PROBLEM TO WORK ON: Transcribe the material verbatim in full; the pictures do not belong in the copy.

** START **

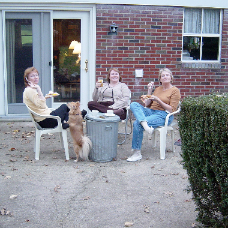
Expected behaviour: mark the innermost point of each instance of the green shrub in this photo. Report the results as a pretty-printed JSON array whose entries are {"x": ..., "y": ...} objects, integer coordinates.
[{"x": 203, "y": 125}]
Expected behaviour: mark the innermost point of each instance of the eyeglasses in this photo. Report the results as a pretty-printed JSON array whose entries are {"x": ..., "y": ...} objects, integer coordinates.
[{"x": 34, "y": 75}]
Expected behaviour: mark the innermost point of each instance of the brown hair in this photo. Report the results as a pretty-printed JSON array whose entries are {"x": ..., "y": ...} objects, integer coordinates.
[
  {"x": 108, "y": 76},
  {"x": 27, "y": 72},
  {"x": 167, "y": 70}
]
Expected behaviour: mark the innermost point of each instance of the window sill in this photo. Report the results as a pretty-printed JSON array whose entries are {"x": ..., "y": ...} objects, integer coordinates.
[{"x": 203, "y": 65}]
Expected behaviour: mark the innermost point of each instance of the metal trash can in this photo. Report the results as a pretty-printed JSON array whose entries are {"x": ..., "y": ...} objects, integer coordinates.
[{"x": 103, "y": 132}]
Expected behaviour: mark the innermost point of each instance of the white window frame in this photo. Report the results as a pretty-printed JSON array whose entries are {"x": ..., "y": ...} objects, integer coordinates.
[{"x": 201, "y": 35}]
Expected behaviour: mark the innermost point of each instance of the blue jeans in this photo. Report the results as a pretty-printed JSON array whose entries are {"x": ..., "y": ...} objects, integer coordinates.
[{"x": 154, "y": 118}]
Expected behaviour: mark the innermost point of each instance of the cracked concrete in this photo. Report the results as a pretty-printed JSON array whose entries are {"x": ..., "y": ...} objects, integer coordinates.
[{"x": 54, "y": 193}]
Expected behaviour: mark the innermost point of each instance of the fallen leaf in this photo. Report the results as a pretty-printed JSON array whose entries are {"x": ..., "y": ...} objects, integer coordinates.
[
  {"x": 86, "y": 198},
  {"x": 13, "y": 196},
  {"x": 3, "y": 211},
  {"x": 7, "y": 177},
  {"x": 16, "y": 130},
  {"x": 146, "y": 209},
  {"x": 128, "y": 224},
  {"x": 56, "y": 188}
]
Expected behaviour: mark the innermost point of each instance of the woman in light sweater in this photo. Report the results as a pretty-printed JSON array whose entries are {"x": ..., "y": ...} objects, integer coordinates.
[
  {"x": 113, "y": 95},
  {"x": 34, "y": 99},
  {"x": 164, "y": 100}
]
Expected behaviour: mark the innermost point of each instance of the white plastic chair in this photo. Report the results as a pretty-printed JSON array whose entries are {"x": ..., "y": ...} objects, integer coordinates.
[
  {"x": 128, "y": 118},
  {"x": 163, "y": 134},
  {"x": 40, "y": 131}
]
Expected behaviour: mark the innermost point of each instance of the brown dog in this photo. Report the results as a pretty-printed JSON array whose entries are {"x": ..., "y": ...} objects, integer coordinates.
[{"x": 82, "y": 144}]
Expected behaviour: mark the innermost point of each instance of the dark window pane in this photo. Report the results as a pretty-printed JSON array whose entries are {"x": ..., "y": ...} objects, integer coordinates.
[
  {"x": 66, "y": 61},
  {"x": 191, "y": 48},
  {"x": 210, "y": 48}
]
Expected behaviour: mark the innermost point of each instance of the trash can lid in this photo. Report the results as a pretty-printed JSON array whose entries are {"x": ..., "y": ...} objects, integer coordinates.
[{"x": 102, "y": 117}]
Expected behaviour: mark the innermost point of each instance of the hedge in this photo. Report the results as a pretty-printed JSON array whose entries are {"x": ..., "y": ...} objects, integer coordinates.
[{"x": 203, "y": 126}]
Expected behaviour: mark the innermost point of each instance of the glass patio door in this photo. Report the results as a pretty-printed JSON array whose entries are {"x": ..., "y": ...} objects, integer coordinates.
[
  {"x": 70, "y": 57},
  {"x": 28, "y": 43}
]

** END **

THE OUTPUT:
Expected behaviour: mark the innermost point of each instance of the green shrub in this photo. Report the results as a pretty-printed JSON array whose entries are {"x": ..., "y": ...} objects, integer coordinates.
[{"x": 203, "y": 125}]
Expected behaviour: mark the innermost point of each instance of the eyeglasses in this photo. Report the results as a pretty-printed JSON array whose entries are {"x": ..., "y": ...} objects, integer coordinates.
[{"x": 34, "y": 75}]
Expected behaviour: mark the innermost point of each instance of the brown hair in this photo. Report the results as a pretty-printed JSON array whose entries are {"x": ..., "y": ...} objects, integer coordinates.
[
  {"x": 108, "y": 76},
  {"x": 27, "y": 72},
  {"x": 167, "y": 70}
]
Expected behaviour: mark the innermost point of each instance of the window sill in this photo. Report the results as a pretty-printed JSON array whose entries are {"x": ..., "y": ...} objects, integer coordinates.
[{"x": 203, "y": 65}]
Expected behaviour: mark the innermost point of each instance of the metal trash can in this photo. Report the results as a pretty-printed JSON array whose entries are {"x": ..., "y": ...} objects, integer coordinates.
[{"x": 103, "y": 132}]
Expected behaviour: mark the innermost point of each instance of the white window frame in this photo. Report the results as a pretty-printed JSON array whose entries are {"x": ..., "y": ...} objects, integer coordinates.
[{"x": 201, "y": 35}]
Expected behaviour: mark the innermost point of each instance of the blue jeans in this photo. Report the results as a pretty-printed JSON array whose entries are {"x": ..., "y": ...} objects, integer coordinates.
[{"x": 154, "y": 118}]
Expected behaviour: mark the innermost point of each instance of the cracked concrete in this photo. Report the results as a pretty-printed JSON array whose entries are {"x": ..., "y": ...} objects, integer coordinates.
[{"x": 54, "y": 193}]
Expected behaviour: mark the innermost point of each instance of the fallen leaf in this photo. Report the results as a pretty-printed JSON array whose entries are {"x": ..., "y": ...} objects, integer coordinates.
[
  {"x": 86, "y": 198},
  {"x": 13, "y": 196},
  {"x": 3, "y": 211},
  {"x": 7, "y": 177},
  {"x": 16, "y": 130},
  {"x": 146, "y": 209},
  {"x": 128, "y": 224},
  {"x": 56, "y": 188}
]
Expected behaviour: mark the innermost point of each instance of the woman in light sweater in this photo. Report the results as a pretty-printed JSON array whose entries are {"x": ..., "y": ...} objects, integer coordinates.
[
  {"x": 113, "y": 95},
  {"x": 34, "y": 99},
  {"x": 164, "y": 100}
]
Expected behaviour: mark the innermost point of each instance of the white plastic chair in this photo. Report the results as a pretty-printed JSON array whose entries are {"x": ..., "y": ...} objects, integer coordinates.
[
  {"x": 128, "y": 118},
  {"x": 163, "y": 134},
  {"x": 40, "y": 131}
]
Expected behaviour: mark the innermost point of each instance of the brown dog in this photo. Report the results as a pretty-printed JSON array whose entries are {"x": ..., "y": ...} objects, integer coordinates.
[{"x": 82, "y": 144}]
Expected behaviour: mark the innermost point of each instance of the dark window pane in this photo. Report the results as a pretty-printed JSON array whose entries are {"x": ..., "y": ...} objects, integer coordinates.
[
  {"x": 66, "y": 61},
  {"x": 191, "y": 48},
  {"x": 210, "y": 48}
]
Expected behaviour: mark the innermost point of each instance of the trash can lid in this photo. Report the results as a pretty-printed JSON array whose entries are {"x": ..., "y": ...} objects, integer coordinates.
[{"x": 102, "y": 117}]
Expected behaviour: mark the innermost point of each instance of the hedge in this photo. Report the results as a pretty-printed JSON array whose entries are {"x": ..., "y": ...} objects, integer coordinates.
[{"x": 203, "y": 126}]
Expected behaviour: mark the innermost point of each instance of the glass patio door in this photo. Report the results as a pretty-printed JSON array whose entries are {"x": ..., "y": ...} objects, integer coordinates.
[
  {"x": 70, "y": 57},
  {"x": 28, "y": 43}
]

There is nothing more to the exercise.